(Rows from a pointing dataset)
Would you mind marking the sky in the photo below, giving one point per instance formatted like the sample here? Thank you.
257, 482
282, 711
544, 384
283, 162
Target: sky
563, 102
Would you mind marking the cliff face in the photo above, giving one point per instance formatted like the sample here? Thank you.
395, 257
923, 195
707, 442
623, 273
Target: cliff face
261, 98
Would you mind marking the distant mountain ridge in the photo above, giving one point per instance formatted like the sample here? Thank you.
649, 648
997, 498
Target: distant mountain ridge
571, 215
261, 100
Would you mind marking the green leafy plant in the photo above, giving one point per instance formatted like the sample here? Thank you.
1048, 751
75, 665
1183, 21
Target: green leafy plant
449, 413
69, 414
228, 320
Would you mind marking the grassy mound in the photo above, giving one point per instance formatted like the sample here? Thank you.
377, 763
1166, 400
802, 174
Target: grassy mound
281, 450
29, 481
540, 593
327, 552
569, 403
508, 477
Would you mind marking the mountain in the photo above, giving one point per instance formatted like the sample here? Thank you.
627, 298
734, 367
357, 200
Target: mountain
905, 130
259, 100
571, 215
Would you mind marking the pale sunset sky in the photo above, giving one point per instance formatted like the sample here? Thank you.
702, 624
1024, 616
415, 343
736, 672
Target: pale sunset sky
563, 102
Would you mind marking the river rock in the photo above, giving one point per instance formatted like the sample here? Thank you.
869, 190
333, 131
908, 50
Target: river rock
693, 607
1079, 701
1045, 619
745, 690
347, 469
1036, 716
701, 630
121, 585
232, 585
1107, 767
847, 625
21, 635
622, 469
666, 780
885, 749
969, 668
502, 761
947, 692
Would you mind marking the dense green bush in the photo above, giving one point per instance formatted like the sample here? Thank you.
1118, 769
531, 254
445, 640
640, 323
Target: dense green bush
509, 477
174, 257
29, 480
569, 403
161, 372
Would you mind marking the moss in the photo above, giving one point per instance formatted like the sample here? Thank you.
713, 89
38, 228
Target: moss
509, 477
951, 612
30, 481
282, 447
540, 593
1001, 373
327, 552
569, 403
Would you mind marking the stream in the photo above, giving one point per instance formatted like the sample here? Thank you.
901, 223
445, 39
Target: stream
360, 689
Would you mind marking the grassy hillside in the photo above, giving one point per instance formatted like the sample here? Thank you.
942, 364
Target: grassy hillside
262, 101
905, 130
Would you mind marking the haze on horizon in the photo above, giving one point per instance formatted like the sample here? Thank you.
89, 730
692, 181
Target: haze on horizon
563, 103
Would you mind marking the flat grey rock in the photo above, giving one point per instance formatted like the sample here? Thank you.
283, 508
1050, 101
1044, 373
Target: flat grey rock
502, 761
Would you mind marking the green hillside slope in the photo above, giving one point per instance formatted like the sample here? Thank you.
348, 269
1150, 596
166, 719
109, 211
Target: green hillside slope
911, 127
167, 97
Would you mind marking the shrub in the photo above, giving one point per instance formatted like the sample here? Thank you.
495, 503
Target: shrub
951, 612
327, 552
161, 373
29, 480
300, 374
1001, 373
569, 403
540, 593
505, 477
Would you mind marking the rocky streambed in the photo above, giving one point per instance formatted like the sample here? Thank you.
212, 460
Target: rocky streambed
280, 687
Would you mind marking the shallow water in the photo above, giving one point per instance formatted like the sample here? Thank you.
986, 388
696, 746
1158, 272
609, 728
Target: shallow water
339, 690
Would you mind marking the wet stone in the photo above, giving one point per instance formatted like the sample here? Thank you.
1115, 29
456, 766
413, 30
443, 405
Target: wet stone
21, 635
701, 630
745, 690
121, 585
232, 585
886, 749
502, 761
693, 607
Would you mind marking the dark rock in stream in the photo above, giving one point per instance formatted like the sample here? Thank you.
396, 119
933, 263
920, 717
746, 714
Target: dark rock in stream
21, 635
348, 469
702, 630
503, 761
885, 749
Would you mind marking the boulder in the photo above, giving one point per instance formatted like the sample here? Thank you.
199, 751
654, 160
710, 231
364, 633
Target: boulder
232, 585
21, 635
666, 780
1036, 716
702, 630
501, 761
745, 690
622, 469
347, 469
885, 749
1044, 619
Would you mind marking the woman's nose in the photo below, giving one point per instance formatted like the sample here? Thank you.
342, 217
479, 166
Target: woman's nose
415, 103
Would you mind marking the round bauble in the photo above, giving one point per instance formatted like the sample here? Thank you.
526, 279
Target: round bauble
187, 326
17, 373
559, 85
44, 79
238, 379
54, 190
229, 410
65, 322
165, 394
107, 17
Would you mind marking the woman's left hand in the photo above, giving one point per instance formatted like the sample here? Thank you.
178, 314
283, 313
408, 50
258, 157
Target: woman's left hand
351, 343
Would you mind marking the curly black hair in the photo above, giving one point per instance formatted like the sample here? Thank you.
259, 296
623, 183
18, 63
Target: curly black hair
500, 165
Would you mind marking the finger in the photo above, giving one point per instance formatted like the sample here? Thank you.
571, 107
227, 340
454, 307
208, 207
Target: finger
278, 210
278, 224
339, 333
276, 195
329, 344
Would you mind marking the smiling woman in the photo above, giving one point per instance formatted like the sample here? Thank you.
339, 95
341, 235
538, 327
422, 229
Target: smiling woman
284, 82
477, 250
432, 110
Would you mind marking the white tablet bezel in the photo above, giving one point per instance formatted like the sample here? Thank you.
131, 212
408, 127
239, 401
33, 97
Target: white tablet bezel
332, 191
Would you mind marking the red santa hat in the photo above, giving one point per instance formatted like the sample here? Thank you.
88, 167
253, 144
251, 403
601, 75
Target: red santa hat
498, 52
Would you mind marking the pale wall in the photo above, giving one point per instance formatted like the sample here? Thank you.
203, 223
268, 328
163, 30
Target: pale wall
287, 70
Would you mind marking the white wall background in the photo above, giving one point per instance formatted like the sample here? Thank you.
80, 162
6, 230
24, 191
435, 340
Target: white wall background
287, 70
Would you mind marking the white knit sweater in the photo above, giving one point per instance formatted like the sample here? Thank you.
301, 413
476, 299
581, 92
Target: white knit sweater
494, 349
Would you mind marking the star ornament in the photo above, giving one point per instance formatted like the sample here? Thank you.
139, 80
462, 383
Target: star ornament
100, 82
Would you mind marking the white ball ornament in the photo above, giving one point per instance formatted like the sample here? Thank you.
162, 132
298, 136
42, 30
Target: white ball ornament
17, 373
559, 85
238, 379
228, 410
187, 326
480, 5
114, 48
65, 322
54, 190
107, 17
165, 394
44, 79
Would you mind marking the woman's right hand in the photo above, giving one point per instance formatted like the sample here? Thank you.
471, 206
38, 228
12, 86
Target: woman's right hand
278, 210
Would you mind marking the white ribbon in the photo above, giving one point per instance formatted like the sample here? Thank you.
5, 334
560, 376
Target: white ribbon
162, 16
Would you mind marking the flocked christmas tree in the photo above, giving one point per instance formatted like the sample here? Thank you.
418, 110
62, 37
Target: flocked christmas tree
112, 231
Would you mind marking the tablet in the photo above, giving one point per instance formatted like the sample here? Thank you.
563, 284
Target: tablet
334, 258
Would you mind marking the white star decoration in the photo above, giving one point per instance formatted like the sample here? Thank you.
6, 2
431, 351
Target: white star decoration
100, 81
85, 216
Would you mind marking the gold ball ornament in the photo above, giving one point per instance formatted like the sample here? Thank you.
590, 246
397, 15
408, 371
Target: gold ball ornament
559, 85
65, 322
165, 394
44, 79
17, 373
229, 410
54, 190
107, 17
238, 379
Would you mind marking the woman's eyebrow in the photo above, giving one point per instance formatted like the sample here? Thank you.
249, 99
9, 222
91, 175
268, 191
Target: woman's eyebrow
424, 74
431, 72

Problem details
Write out every record verbatim.

Solution
Would you mind marking the sky in the photo below, giving one point per instance formatted like the sample here? Thank you.
257, 482
282, 711
544, 384
283, 162
Target: sky
563, 102
Would you mind marking the cliff face in the photo above, giving one point per instance formatted like the sample here? Thank you.
395, 257
923, 195
707, 442
623, 273
Target: cliff face
261, 98
Would you mind marking the distant mountain ridge in the photo above, giving one point per instance formatted like the sample here? Thank you.
649, 648
997, 498
Target: distant mountain ridge
571, 215
261, 100
Would you mind marking the green leafy plant in the photo above, giving one point per instance formatted like the sample here? Thank you.
1048, 751
75, 665
1183, 21
Target: green leafy plant
449, 413
69, 414
228, 320
Would you mind marking the grassy mound in the photo above, giving one point per instance formatted like the sample here? Thank you.
377, 763
1166, 400
802, 174
Target: grassy mound
281, 450
29, 481
540, 593
327, 552
569, 403
508, 477
Would you mind marking the mountain in the photo above, giving one point per instance formatted like the sample here? Thank you.
627, 298
734, 367
357, 200
Target: mountain
905, 130
259, 100
571, 215
Would you mind marking the pale sunset sky in the photo above, giving one point per instance formatted like the sample here? Thank you.
702, 624
1024, 616
415, 343
736, 672
Target: pale sunset sky
563, 102
Would you mind marking the river rock in the photo above, giving one point per instance formatted like the sample here? Thank you.
869, 190
333, 131
908, 50
Target: river rock
693, 607
1079, 701
1045, 619
745, 690
347, 469
1036, 716
701, 630
121, 585
232, 585
1107, 767
847, 625
21, 635
622, 469
666, 780
885, 749
969, 668
502, 761
947, 692
Would you mind marking the dense green bush in the photo above, giving one point per instance formatted like the sample here? Thank you.
1118, 769
531, 254
445, 640
640, 323
Target: dense green bush
509, 477
174, 257
29, 480
569, 403
161, 372
Would you mind marking the moss in the photo above, giving one point per instance formatted like the sample here? Thank you.
713, 89
38, 228
Target: moss
509, 477
951, 612
30, 481
282, 447
540, 593
1001, 373
327, 552
569, 403
Would you mind marking the stream in the photo above, giving one point per instance formatted like the sample here? Thank you.
901, 223
445, 39
Target: stream
360, 689
Would you mind marking the grassy hillside in the photo above, giving one point per instance formatted like the sample here? Thank you.
942, 364
Target: grassy hillside
262, 101
905, 130
Would you mind marking the haze on horizon in the photo above, giving one point per instance formatted like the sample here? Thank you.
89, 730
692, 181
Target: haze on horizon
563, 103
Would you mind marking the flat grey rock in the photo above, giving one point per instance formatted like the sample here? Thank you.
283, 508
1050, 101
1044, 373
Target: flat grey rock
502, 761
Would you mind marking the green hillside slope in the photo above, giving one point per instance formatted like the sample here? Thank you.
348, 269
1150, 596
166, 719
109, 211
Target: green hillside slope
911, 127
167, 97
Would you mind marking the shrub in the photo above, giving one point per instance formatted like the sample here? Thank you.
495, 503
Target: shrub
951, 612
327, 552
161, 373
29, 480
300, 374
1001, 373
569, 403
540, 593
505, 477
Would you mind marking the rocky streambed in the photo above, giving one point per instance formatted like the sample here? Thank you.
212, 460
Target: rocky streambed
280, 687
Would you mind marking the shallow water in the photo above, giving one point per instance formatted like the sample here? Thank you.
986, 388
696, 746
1158, 272
609, 728
Target: shallow water
339, 690
Would you mind marking the wet stone in the photo above, giving one point per instance formatted like the sample here? Thank you.
1115, 29
456, 766
413, 30
443, 405
Target: wet stone
21, 635
701, 630
745, 690
121, 585
232, 585
886, 749
502, 761
693, 607
Would you mind marking the dark rock in stream in the photo above, giving one point per instance formatted like the sample here? Thank you.
396, 119
933, 263
920, 717
746, 714
Target: dark rock in stream
21, 635
348, 469
702, 630
503, 761
885, 749
Would you mind marking the boulder in the photo above, giving one point per instance formatted like the sample here? Thank you.
199, 751
654, 160
710, 231
364, 633
Target: boulder
232, 585
21, 635
666, 780
1036, 716
702, 630
501, 761
745, 690
622, 469
347, 469
885, 749
1044, 619
Would you mind marking the woman's nose in the photo below, giving one point per instance formatted like the sample here? Thank you.
342, 217
479, 166
Target: woman's nose
415, 103
Would you mind marking the round bauble in the photo above, giving one point per instance formatted like the sample here? Thank you.
526, 279
Target: round bauble
187, 326
17, 373
559, 85
44, 79
238, 379
54, 190
229, 410
65, 322
165, 394
107, 17
Would you mind marking the woman's left hand in the photo above, giving one point per instance formatted like the sample here? Thank you.
178, 314
283, 313
408, 50
258, 157
Target: woman's left hand
351, 343
Would you mind marking the curly black hair in the photo above, giving one point per instance formatted like the sample here? Thank you.
259, 296
623, 183
18, 63
Target: curly black hair
500, 165
Would you mind marking the finger in the photo above, giving one point per instance formatted like the sample here? Thank you.
571, 107
227, 340
454, 307
208, 207
Target: finger
278, 210
278, 224
339, 333
276, 195
329, 344
Would you mind marking the smiling woman in the photo above, giving one point per instance formatted like the sample here? Thank you.
339, 95
341, 235
538, 327
422, 229
Target: smiling woman
284, 82
477, 250
432, 110
Would you mind marking the white tablet bezel in the photo above, giving one point per instance formatted like the sample here? Thank you.
131, 212
408, 127
239, 401
33, 97
Target: white tablet bezel
332, 191
Would you mind marking the red santa hat in the photo above, giving one point per instance formatted like the sample here? Thank you.
88, 167
253, 144
251, 403
601, 75
Target: red santa hat
498, 52
Would you mind marking the pale wall in the photo above, giving one point per instance formatted like the sample here? Thank you.
203, 223
268, 328
163, 30
Target: pale wall
287, 70
Would you mind marking the white wall background in the photo above, giving one point per instance formatted like the sample here? Thank you.
80, 162
6, 230
24, 191
435, 340
Target: white wall background
287, 70
Would you mind marking the white knit sweater in the photo above, giving one point per instance formatted like the sample here? Thank you.
301, 413
476, 299
581, 92
Target: white knit sweater
494, 349
Would you mind marking the star ornament in the photo above, giving one point per instance formatted like the sample here? Thank you.
139, 80
462, 383
Target: star ornament
100, 82
Would you mind marking the white ball ornament in the photo above, giving one point per instance formatted like the sample here? Thank you.
162, 132
298, 136
42, 30
Target: white ball ornament
17, 373
559, 85
238, 379
228, 410
187, 326
480, 5
114, 48
65, 322
54, 190
107, 17
165, 394
44, 79
Would you mind marking the woman's right hand in the photo above, giving one point per instance formatted like the sample here? Thank you.
471, 206
38, 228
12, 86
Target: woman's right hand
278, 210
Would you mind marking the white ribbon in the photo above, giving one point per instance formatted like the sample here? Thank you.
5, 334
560, 376
Target: white ribbon
162, 16
Would you mind marking the flocked christmas tree in the photo above, giving one point per instance formatted like the sample here? Thank you.
418, 110
62, 37
Target: flocked christmas tree
112, 231
Would you mind marking the tablet in the photo above, giving one point per instance formatted like the sample here? Thank you.
563, 284
Target: tablet
334, 258
Would you mind marking the white star decoration in the photo above, giving one point per instance formatted like the sample here? Thank you.
6, 2
431, 351
Target: white star decoration
100, 81
85, 216
Would you mind marking the gold ball ornament in the photo above, giving one point per instance formatted like the sample here? Thank you.
590, 246
397, 15
408, 371
Target: gold ball ornament
559, 85
65, 322
165, 394
44, 79
17, 373
229, 410
54, 190
107, 17
238, 379
Would you mind marking the woman's eyebrow in the photo above, giving one point per instance formatted like the sample here? Thank you.
249, 99
9, 222
91, 175
268, 191
Target: woman's eyebrow
424, 74
431, 72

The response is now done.